■ **RECORD SET**:
>>

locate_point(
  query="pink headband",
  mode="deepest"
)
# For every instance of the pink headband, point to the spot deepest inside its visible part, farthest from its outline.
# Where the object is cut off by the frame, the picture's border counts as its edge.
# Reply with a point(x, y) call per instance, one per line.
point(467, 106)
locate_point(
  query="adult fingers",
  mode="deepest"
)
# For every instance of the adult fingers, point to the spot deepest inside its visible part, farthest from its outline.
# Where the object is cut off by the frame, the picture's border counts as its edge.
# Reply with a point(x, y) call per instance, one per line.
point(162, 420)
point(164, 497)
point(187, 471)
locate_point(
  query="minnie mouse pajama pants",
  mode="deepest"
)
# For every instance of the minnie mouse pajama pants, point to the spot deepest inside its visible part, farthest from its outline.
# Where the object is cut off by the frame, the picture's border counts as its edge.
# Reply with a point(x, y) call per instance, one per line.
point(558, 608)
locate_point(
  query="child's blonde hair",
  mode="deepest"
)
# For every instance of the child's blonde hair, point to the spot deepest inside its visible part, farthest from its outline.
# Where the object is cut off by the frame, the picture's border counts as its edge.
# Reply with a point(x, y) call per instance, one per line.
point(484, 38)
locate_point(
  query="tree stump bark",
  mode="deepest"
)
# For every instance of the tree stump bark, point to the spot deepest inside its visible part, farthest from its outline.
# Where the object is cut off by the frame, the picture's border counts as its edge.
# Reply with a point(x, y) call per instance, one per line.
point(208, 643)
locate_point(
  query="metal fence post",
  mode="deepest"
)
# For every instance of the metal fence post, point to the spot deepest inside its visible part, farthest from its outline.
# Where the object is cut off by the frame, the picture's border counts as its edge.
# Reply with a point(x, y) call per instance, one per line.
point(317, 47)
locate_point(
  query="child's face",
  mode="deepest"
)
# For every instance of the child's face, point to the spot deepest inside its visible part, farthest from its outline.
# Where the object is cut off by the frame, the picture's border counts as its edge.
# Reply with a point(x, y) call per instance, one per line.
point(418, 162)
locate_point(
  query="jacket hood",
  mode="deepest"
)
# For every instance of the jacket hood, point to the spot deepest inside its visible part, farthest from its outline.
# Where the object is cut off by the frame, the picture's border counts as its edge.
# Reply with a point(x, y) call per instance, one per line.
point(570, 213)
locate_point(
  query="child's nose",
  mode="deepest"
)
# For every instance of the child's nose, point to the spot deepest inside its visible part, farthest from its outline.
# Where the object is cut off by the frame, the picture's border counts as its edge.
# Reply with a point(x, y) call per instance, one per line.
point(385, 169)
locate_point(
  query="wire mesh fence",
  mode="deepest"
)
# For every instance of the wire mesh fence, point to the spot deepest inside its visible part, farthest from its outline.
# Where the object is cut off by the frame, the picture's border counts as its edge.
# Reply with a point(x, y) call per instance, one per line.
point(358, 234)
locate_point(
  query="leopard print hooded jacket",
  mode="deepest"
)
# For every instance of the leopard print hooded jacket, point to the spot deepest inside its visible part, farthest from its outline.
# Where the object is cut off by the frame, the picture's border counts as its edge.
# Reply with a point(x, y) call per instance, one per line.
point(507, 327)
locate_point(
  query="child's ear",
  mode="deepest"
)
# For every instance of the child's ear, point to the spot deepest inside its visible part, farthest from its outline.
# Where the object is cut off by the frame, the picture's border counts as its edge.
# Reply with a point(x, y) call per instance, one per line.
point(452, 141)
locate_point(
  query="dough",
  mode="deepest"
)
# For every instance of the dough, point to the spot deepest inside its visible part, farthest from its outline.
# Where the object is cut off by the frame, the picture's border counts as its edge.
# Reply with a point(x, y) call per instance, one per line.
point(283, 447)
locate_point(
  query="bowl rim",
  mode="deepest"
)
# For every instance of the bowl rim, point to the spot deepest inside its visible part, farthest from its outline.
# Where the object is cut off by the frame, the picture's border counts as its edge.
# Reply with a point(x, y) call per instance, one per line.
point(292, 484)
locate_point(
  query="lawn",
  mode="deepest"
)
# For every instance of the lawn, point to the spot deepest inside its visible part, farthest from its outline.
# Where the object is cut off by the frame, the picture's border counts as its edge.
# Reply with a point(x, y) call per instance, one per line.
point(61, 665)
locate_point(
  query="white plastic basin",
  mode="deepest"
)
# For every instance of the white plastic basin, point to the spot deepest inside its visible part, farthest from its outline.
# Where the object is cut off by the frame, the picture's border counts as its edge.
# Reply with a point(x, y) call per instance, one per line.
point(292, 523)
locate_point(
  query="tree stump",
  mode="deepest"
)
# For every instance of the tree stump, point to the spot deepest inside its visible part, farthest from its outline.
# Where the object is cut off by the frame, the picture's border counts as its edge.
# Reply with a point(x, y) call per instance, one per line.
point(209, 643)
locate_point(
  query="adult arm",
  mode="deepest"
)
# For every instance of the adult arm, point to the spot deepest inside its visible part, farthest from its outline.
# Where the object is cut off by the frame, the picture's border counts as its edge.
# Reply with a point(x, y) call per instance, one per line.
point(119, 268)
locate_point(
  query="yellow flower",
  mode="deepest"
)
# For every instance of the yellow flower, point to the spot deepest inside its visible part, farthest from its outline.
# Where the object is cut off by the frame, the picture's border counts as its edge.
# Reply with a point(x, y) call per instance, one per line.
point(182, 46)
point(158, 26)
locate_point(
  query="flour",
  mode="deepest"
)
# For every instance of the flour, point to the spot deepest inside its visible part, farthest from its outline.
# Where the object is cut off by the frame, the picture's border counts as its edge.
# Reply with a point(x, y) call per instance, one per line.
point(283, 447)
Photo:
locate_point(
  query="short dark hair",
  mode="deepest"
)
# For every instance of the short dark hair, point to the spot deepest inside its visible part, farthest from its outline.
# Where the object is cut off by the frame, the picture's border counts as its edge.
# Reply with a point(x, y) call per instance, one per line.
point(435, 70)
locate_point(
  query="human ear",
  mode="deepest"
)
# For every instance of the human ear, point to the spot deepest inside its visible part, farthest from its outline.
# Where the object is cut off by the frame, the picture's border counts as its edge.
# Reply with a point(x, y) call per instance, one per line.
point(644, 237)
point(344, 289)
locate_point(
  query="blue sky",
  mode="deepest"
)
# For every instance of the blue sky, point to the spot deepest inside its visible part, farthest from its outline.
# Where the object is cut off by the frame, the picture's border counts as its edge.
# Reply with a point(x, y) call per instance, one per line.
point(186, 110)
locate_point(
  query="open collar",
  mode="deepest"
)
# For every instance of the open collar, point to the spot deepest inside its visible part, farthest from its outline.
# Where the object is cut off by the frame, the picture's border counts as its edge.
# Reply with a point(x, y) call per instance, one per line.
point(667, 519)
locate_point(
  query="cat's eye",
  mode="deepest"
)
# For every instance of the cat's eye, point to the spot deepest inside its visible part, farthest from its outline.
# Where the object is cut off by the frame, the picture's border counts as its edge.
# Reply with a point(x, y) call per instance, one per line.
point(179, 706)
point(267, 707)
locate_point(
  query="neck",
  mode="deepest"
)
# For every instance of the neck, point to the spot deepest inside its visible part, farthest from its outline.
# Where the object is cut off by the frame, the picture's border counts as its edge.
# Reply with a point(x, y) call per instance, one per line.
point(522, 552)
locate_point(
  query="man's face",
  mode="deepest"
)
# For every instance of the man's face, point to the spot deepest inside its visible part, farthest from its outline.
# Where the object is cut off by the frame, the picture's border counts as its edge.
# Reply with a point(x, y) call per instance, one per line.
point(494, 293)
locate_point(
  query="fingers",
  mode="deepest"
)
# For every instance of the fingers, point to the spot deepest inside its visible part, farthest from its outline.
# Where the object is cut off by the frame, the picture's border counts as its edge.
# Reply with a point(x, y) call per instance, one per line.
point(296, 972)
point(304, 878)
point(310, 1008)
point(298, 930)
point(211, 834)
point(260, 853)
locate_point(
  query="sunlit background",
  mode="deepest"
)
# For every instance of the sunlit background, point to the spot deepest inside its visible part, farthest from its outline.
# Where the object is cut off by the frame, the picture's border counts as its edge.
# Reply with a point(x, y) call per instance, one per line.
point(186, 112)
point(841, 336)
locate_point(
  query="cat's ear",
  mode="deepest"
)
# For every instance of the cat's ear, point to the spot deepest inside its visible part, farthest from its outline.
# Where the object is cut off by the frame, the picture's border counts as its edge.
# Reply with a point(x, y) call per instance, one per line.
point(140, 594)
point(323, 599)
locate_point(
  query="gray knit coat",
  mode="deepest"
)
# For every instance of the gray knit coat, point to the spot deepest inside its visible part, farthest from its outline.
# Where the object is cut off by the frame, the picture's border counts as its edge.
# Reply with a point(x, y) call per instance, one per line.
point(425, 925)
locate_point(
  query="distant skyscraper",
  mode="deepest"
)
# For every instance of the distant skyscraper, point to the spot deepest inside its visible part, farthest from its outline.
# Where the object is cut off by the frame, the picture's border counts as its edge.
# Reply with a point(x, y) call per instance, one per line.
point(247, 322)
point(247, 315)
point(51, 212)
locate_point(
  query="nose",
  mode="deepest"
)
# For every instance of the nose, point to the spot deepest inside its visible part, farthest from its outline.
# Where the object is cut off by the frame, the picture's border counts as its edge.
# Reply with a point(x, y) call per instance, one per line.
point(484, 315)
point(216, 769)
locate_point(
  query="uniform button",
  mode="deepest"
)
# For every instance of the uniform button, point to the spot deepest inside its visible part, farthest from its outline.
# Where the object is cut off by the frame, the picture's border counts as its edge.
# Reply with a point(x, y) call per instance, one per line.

<<

■ **TASK TO CARRY OUT**: For the listing above, work out how many lines contain the string "button" and return only that figure.

■ **RESULT OF THE EXERCISE**: 2